┌──

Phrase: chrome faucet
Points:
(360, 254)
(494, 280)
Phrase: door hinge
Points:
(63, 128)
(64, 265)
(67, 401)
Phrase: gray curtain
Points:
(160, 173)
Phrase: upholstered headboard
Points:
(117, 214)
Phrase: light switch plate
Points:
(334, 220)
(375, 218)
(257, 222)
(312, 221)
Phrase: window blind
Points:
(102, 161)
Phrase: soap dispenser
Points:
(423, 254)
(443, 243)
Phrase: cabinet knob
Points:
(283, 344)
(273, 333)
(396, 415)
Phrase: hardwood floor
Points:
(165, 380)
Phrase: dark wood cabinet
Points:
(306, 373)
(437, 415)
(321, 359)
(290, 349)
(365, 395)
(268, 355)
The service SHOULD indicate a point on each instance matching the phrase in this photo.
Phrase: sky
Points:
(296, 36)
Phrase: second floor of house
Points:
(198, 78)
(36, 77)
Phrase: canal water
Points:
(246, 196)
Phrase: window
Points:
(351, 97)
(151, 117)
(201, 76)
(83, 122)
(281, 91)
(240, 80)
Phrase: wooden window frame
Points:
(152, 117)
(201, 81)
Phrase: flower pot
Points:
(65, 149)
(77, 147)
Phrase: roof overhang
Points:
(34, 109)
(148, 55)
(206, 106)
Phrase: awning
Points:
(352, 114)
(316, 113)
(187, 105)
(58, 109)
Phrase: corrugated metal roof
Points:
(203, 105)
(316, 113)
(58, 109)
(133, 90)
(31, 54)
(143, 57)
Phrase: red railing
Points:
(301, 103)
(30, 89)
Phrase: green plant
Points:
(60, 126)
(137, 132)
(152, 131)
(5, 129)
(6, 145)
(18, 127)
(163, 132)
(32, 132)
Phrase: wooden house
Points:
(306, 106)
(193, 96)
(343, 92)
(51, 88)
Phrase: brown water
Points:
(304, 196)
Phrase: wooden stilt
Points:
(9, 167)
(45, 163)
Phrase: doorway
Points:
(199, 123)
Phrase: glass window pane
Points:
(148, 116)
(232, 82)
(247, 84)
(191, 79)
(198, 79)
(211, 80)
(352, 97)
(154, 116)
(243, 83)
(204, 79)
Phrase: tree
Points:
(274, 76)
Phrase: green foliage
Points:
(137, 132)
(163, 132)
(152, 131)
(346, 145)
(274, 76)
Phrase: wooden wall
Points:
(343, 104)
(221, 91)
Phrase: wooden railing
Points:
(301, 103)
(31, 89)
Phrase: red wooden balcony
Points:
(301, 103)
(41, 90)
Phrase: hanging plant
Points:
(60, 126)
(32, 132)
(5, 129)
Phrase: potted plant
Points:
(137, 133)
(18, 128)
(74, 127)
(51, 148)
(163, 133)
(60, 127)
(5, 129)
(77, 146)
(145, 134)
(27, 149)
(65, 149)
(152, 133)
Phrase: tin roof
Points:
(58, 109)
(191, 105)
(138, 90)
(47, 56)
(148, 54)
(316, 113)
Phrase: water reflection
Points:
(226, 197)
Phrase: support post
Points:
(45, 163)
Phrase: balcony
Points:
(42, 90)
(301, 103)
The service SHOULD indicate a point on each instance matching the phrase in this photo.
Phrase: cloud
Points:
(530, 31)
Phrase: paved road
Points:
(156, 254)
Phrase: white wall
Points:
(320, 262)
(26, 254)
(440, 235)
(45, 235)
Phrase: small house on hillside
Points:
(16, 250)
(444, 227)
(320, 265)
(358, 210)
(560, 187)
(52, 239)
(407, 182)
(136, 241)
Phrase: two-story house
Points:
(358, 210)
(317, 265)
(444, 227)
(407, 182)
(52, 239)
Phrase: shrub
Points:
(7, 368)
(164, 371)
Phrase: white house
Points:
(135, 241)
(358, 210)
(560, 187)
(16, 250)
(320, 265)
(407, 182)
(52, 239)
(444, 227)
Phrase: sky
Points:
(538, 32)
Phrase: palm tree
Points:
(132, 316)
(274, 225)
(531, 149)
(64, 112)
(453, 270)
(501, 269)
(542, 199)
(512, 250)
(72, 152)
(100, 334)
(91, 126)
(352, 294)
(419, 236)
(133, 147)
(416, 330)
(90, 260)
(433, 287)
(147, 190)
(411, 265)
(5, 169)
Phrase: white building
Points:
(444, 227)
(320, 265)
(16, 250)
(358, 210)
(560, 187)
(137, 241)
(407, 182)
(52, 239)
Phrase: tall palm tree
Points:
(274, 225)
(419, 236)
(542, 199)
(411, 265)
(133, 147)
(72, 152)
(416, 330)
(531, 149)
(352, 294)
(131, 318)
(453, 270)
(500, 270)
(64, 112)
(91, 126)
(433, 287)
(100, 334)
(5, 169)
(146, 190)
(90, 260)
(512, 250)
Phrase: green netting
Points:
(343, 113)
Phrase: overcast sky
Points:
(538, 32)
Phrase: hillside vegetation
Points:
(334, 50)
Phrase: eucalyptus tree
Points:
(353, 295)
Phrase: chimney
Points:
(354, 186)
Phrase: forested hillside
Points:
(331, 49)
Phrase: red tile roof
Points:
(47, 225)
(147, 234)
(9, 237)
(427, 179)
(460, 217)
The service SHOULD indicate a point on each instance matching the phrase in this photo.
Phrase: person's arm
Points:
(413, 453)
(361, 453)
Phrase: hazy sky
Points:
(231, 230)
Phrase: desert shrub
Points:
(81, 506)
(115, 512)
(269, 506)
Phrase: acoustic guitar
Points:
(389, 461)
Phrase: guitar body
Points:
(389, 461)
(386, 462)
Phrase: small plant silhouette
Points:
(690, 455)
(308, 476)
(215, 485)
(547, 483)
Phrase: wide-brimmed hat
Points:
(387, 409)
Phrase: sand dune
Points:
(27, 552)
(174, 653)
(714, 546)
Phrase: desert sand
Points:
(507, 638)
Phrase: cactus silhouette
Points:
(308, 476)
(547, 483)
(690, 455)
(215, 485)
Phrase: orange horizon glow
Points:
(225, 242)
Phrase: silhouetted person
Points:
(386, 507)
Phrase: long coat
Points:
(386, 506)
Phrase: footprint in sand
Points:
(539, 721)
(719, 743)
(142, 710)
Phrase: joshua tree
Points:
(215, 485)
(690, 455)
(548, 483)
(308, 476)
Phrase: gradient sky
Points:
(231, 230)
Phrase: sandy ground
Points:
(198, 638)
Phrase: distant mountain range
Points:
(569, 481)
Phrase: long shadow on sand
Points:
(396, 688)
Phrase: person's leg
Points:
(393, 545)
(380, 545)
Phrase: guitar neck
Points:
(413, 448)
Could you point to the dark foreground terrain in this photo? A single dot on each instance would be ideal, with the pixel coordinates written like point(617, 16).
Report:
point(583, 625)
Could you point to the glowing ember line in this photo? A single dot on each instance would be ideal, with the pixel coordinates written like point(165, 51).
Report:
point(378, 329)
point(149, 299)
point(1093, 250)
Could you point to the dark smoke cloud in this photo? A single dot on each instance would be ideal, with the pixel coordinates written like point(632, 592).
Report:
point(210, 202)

└──

**ABOUT THIS EXERCISE:** The data above must be returned in full, exactly as written.

**FINISHED TASK:**
Phrase: chrome faucet
Points:
(360, 254)
(494, 280)
Phrase: door hinge
Points:
(63, 128)
(64, 265)
(67, 401)
Phrase: gray curtain
Points:
(160, 173)
Phrase: upholstered headboard
Points:
(117, 214)
Phrase: light switch plate
Points:
(334, 220)
(375, 218)
(257, 222)
(312, 221)
Phrase: window blind
Points:
(102, 161)
Phrase: soap dispenser
Points:
(423, 254)
(443, 243)
Phrase: cabinet knob
Points:
(283, 344)
(273, 333)
(396, 415)
Phrase: hardwood floor
Points:
(165, 380)
Phrase: dark wood cabinet
Points:
(306, 373)
(437, 415)
(321, 359)
(290, 349)
(365, 395)
(268, 355)
The service SHOULD indicate a point on each instance matching the phrase in this photo.
Phrase: sky
Points:
(296, 36)
Phrase: second floor of house
Points:
(198, 78)
(36, 77)
Phrase: canal water
Points:
(246, 196)
Phrase: window
Points:
(351, 97)
(151, 117)
(201, 76)
(83, 122)
(281, 91)
(240, 80)
Phrase: wooden window frame
Points:
(152, 117)
(201, 81)
Phrase: flower pot
Points:
(65, 149)
(77, 147)
Phrase: roof overhang
Points:
(34, 109)
(148, 55)
(206, 106)
Phrase: awning
Points:
(352, 114)
(316, 113)
(187, 105)
(58, 109)
Phrase: corrugated metal roof
Points:
(203, 105)
(316, 113)
(58, 109)
(133, 90)
(31, 54)
(143, 57)
Phrase: red railing
Points:
(301, 103)
(30, 89)
Phrase: green plant
Points:
(60, 126)
(137, 132)
(152, 131)
(5, 129)
(6, 145)
(18, 127)
(163, 132)
(32, 132)
Phrase: wooden house
Points:
(306, 106)
(193, 96)
(343, 92)
(51, 88)
Phrase: brown water
Points:
(304, 196)
Phrase: wooden stilt
Points:
(9, 167)
(45, 163)
Phrase: doorway
Points:
(199, 123)
Phrase: glass window pane
Points:
(148, 116)
(232, 82)
(247, 84)
(191, 79)
(198, 79)
(211, 80)
(352, 97)
(154, 116)
(243, 83)
(204, 79)
Phrase: tree
Points:
(274, 76)
Phrase: green foliage
Points:
(137, 132)
(163, 132)
(152, 131)
(346, 145)
(274, 76)
Phrase: wooden wall
Points:
(343, 104)
(221, 91)
Phrase: wooden railing
Points:
(301, 103)
(31, 89)
Phrase: red wooden balcony
Points:
(301, 103)
(41, 90)
Phrase: hanging plant
Points:
(60, 126)
(32, 132)
(5, 129)
Phrase: potted plant
Points:
(137, 133)
(18, 128)
(74, 127)
(51, 148)
(163, 133)
(60, 127)
(5, 129)
(77, 146)
(145, 134)
(27, 149)
(65, 149)
(152, 133)
Phrase: tin roof
Points:
(58, 109)
(191, 105)
(138, 90)
(47, 56)
(148, 54)
(316, 113)
Phrase: water reflection
Points:
(226, 197)
Phrase: support post
Points:
(45, 163)
Phrase: balcony
Points:
(42, 90)
(301, 103)
The service SHOULD indicate a point on each instance matching the phrase in this photo.
Phrase: cloud
Points:
(530, 31)
Phrase: paved road
Points:
(156, 254)
Phrase: white wall
Points:
(320, 262)
(26, 254)
(440, 235)
(45, 235)
Phrase: small house on hillside
Points:
(16, 250)
(444, 227)
(320, 265)
(358, 210)
(560, 187)
(52, 239)
(407, 182)
(136, 241)
Phrase: two-story house
Points:
(358, 210)
(317, 265)
(444, 227)
(407, 182)
(52, 239)
Phrase: shrub
Points:
(7, 368)
(164, 371)
Phrase: white house
Points:
(135, 241)
(358, 210)
(560, 187)
(16, 250)
(320, 265)
(407, 182)
(52, 239)
(444, 227)
Phrase: sky
Points:
(538, 32)
Phrase: palm tree
Points:
(132, 316)
(274, 225)
(531, 149)
(64, 112)
(453, 270)
(501, 269)
(542, 199)
(512, 250)
(72, 152)
(100, 334)
(91, 126)
(352, 294)
(419, 236)
(133, 147)
(416, 330)
(90, 260)
(433, 287)
(147, 190)
(411, 265)
(5, 169)
Phrase: white building
Points:
(444, 227)
(320, 265)
(16, 250)
(358, 210)
(560, 187)
(137, 241)
(407, 182)
(52, 239)
Phrase: tall palm tree
Points:
(274, 225)
(419, 236)
(542, 199)
(411, 265)
(133, 147)
(72, 152)
(416, 330)
(531, 149)
(352, 294)
(131, 318)
(453, 270)
(500, 270)
(64, 112)
(91, 126)
(433, 287)
(100, 334)
(5, 169)
(146, 190)
(90, 260)
(512, 250)
Phrase: green netting
Points:
(343, 113)
Phrase: overcast sky
Points:
(538, 32)
Phrase: hillside vegetation
Points:
(334, 50)
Phrase: eucalyptus tree
Points:
(353, 295)
Phrase: chimney
Points:
(354, 186)
Phrase: forested hillside
Points:
(331, 49)
Phrase: red tile roof
Points:
(47, 225)
(147, 234)
(9, 237)
(427, 179)
(460, 217)
The service SHOULD indicate a point on each instance matching the phrase in this photo.
Phrase: person's arm
Points:
(413, 453)
(361, 453)
Phrase: hazy sky
Points:
(231, 230)
Phrase: desert shrub
Points:
(81, 506)
(115, 512)
(269, 506)
Phrase: acoustic guitar
Points:
(389, 461)
Phrase: guitar body
Points:
(389, 461)
(386, 462)
Phrase: small plant silhouette
Points:
(690, 455)
(308, 476)
(215, 485)
(547, 483)
Phrase: wide-brimmed hat
Points:
(387, 409)
Phrase: sand dune
Points:
(27, 552)
(174, 653)
(714, 546)
Phrase: desert sand
Points:
(507, 638)
Phrase: cactus silhouette
Points:
(308, 476)
(547, 483)
(690, 455)
(215, 485)
Phrase: orange horizon glow
Points:
(225, 242)
Phrase: silhouetted person
Points:
(386, 507)
Phrase: long coat
Points:
(386, 506)
Phrase: footprint in sand
Points:
(539, 721)
(719, 743)
(142, 710)
Phrase: joshua tree
Points:
(215, 485)
(690, 455)
(548, 483)
(308, 476)
Phrase: gradient sky
Points:
(231, 230)
Phrase: sandy ground
Points:
(198, 638)
Phrase: distant mountain range
Points:
(569, 481)
Phrase: long shadow on sand
Points:
(396, 688)
Phrase: person's leg
Points:
(393, 545)
(380, 545)
Phrase: guitar neck
Points:
(413, 448)
Could you point to the dark foreground terrain in this photo? A single dot on each instance would be ideal, with the pixel coordinates written like point(617, 16).
Report:
point(583, 625)
Could you point to the glowing ember line in this photo? A single dot on each instance would be ideal, with the pixel coordinates written like point(165, 51).
Report:
point(378, 329)
point(149, 299)
point(1093, 250)
Could you point to the dark smoke cloud in this photo? A single dot on each instance would be ideal, with the pixel coordinates written like point(632, 592).
Report:
point(210, 202)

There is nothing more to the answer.